> [AIM OF THE TASK]: Retype, line for line and unchanged, the part of the entries below that opens with the very first line and closes with the line containing "pixel 317 413", including both of those lines.

[Stored records]
- - - - - - -
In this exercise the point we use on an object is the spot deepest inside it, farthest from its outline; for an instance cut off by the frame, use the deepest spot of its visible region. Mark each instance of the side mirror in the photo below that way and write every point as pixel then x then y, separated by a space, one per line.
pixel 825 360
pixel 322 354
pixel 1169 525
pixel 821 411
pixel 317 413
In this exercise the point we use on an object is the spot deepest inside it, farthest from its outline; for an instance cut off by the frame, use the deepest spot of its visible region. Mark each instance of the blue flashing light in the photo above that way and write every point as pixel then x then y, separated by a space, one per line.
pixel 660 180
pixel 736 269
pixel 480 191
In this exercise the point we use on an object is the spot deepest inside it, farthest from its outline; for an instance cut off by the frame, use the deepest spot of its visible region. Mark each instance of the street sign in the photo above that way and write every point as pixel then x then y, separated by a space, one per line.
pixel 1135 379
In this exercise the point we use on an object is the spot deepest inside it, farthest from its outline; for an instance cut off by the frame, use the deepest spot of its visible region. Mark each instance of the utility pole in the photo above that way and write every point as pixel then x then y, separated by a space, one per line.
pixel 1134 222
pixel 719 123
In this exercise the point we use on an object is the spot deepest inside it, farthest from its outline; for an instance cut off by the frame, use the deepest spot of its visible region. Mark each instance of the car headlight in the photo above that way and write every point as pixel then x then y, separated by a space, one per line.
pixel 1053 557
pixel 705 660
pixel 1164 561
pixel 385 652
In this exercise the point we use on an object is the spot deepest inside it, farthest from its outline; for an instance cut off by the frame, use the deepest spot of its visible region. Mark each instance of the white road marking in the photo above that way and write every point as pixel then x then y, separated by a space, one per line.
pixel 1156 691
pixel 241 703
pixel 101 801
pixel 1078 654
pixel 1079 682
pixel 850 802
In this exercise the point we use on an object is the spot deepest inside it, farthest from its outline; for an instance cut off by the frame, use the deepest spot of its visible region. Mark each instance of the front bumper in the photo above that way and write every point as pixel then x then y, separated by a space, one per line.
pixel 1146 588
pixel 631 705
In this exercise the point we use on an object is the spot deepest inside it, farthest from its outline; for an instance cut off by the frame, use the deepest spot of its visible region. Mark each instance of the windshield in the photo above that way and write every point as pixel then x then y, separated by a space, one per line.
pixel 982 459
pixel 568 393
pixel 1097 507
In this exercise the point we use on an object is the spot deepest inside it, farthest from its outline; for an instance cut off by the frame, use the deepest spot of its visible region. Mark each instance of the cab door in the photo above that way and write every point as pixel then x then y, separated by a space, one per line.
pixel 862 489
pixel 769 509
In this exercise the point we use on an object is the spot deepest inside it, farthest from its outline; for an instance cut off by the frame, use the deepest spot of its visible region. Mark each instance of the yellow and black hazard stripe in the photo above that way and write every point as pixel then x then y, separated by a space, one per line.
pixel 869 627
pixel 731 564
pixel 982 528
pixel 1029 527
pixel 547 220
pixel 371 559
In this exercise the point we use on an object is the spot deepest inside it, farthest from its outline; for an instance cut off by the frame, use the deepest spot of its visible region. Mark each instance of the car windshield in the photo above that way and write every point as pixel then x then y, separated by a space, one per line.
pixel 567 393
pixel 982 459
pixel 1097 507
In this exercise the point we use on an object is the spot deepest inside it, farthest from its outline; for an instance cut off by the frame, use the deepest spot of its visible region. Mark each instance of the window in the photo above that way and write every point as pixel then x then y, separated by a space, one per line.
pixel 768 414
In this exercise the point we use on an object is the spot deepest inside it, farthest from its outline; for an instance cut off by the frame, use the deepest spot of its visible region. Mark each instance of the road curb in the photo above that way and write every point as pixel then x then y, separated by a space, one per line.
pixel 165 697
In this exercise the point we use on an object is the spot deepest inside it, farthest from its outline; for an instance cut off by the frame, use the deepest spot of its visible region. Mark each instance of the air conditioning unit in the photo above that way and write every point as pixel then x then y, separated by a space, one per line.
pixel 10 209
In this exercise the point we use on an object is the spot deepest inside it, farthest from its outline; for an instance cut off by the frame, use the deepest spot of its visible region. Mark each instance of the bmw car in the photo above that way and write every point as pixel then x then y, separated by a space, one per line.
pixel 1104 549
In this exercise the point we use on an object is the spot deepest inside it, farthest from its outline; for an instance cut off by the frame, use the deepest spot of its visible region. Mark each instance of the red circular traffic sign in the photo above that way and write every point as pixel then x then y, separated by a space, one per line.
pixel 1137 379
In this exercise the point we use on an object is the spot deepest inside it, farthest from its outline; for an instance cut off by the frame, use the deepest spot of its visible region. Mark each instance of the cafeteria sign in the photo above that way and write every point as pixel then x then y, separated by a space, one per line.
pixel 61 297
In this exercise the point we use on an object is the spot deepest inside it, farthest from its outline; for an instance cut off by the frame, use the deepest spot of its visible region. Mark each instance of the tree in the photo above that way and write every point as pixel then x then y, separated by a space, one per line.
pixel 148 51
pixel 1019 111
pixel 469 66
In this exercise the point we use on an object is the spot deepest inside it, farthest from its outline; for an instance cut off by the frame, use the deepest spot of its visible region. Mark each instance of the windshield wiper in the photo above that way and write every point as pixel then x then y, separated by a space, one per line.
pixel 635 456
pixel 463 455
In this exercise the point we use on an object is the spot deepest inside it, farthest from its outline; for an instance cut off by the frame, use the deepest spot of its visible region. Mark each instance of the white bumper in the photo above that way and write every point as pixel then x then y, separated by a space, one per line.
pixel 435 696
- - - - - - -
> [EXERCISE RESPONSE]:
In this exercise the point we use on an object is the spot deepest inside it, farthest from its outline; for an instance cut off by the frame, use the deepest spot of its visible region. Mark each instance of the side mirror in the photo below that way and write every point as pixel then x then y, separated by a space, one per line.
pixel 825 360
pixel 322 354
pixel 1169 525
pixel 821 411
pixel 317 413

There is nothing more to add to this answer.